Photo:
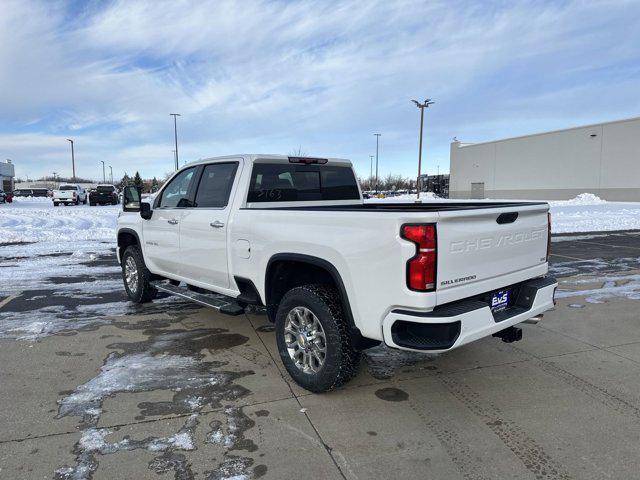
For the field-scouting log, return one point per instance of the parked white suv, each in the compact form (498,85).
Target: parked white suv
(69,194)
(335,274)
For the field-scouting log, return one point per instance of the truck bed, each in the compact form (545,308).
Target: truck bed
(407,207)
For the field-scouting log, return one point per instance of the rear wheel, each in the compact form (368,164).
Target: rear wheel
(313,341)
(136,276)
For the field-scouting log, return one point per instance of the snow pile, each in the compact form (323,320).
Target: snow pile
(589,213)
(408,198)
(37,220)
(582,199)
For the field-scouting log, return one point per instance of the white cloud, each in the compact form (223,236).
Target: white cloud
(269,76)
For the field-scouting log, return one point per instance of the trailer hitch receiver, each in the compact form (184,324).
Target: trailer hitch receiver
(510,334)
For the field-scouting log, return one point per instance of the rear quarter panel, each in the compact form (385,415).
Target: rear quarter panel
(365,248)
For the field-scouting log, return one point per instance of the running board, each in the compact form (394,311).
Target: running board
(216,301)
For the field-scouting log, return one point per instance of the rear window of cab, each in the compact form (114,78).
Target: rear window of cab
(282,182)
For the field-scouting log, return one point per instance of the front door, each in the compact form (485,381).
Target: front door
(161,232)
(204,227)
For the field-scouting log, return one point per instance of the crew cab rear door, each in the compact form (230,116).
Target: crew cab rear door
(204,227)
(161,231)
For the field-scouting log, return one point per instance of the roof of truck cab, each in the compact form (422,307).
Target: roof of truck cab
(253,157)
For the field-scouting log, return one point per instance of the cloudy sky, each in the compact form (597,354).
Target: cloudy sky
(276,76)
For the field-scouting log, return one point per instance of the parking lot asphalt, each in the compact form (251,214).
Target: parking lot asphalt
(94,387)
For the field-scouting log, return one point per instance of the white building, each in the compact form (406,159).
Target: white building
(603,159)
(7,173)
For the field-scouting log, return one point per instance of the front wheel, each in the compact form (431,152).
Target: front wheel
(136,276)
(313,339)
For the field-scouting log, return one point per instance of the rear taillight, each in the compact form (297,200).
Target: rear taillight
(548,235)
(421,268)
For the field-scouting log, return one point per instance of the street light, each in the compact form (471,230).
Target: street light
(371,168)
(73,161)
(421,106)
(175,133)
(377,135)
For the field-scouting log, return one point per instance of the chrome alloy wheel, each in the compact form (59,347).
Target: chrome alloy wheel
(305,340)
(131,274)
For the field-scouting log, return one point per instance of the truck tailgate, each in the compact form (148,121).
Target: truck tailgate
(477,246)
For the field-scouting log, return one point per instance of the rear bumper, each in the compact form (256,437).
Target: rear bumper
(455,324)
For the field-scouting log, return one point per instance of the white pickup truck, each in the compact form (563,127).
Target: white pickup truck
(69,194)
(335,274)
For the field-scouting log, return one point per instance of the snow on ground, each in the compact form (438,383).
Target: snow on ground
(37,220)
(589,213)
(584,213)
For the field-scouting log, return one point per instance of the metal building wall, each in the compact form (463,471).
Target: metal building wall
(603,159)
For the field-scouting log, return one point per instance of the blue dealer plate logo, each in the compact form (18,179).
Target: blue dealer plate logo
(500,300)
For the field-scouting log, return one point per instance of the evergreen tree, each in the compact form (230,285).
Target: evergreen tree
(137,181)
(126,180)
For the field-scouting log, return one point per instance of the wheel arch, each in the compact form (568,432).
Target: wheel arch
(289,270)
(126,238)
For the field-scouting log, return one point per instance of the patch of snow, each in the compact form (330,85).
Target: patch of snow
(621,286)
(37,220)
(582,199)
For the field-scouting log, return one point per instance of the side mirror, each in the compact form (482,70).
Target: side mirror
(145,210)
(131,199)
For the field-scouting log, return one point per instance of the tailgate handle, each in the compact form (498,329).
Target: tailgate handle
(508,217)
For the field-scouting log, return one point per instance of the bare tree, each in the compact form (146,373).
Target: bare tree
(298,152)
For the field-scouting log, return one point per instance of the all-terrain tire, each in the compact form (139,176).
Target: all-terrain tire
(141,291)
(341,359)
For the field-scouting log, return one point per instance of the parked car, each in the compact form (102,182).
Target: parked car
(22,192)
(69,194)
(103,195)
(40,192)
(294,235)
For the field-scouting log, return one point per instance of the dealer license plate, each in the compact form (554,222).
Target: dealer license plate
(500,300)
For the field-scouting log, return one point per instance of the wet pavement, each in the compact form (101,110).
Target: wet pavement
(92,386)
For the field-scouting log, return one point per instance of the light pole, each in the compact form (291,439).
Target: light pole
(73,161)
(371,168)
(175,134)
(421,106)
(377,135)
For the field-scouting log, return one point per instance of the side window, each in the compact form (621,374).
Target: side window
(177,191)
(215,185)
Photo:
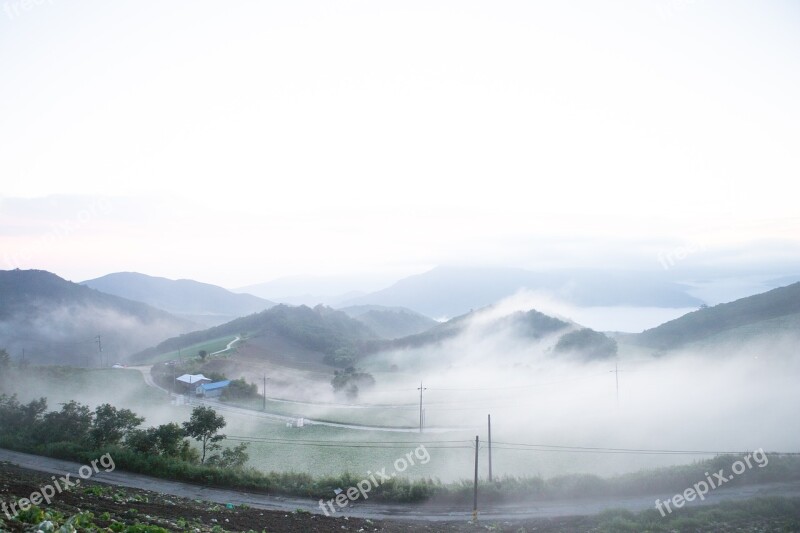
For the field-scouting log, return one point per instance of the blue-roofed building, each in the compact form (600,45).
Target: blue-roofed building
---------------
• **WHAT THE TASK ASKS**
Among the records above, determine how many lines contain "roofed", then report the number only.

• **SOLUTION**
2